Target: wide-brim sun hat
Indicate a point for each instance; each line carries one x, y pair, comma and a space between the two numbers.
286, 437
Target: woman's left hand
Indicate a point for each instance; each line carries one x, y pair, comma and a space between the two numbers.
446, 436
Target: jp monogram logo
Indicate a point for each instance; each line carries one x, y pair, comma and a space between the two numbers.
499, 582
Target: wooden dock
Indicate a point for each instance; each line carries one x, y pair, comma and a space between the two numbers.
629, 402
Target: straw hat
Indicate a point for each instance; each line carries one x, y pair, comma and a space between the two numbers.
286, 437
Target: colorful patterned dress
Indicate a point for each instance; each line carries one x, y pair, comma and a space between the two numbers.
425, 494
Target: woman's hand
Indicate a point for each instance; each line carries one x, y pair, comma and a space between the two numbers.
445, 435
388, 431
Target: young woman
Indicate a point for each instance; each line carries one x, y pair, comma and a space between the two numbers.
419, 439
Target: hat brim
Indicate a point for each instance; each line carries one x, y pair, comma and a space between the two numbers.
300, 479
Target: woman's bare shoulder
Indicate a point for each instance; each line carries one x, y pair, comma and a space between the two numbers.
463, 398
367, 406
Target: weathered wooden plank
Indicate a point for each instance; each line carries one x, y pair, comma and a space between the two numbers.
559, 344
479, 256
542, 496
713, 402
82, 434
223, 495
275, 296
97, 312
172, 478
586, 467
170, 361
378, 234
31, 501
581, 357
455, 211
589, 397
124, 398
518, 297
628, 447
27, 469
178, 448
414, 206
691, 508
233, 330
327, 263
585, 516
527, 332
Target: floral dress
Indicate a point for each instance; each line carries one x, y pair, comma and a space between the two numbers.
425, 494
========================================================================
#### [Request]
Reproduce the material above without altering a single character.

#### [Exercise solution]
Target: wide-brim sun hat
Indicate a point for each instance; each line carries one x, y pair, comma and a space between the two numbers.
286, 437
Target: woman's left hand
Indicate a point for each instance; each line carries one x, y pair, comma and a space between the two numbers.
446, 436
Target: jp monogram logo
Indicate a point for each instance; each line carries one x, y pair, comma and a space between the two numbers.
499, 582
Target: wooden dock
Indicate a point for each instance; each line carries one x, y pair, comma and a space between the two numbers.
629, 402
Target: straw hat
Indicate a point for each instance; each line carries one x, y pair, comma and a space between the two numbers.
286, 437
Target: colorful patterned dress
Indicate a point for each instance; each line carries one x, y pair, comma and a space between the two numbers.
425, 494
Target: woman's hand
Indicate a point for each instance; each line carries one x, y pair, comma and a space between the two numbers.
445, 435
388, 431
Target: young woman
Indicate a point for each instance; each line carries one x, y pair, comma and a space between the two numbers.
419, 439
Target: hat brim
Indicate a point for each instance; each line carries one x, y pair, comma and a space between the two numbers.
300, 479
Target: woman's bare shoulder
Indicate a point for each instance; each line carries one x, y pair, comma and a space between the two numbers.
463, 398
367, 406
Target: weathered wooden plank
Indicate a point for each instance; each line carries one x, y pair, comma and a space between the two numbers.
559, 344
479, 256
542, 496
713, 402
82, 434
223, 495
275, 296
97, 312
172, 478
586, 467
170, 361
378, 234
31, 501
581, 357
455, 211
589, 397
124, 398
518, 297
628, 447
27, 469
178, 448
414, 206
691, 508
233, 330
327, 263
585, 516
527, 332
Target: floral dress
Indicate a point for each instance; each line carries one x, y pair, comma and a space between the two numbers.
425, 494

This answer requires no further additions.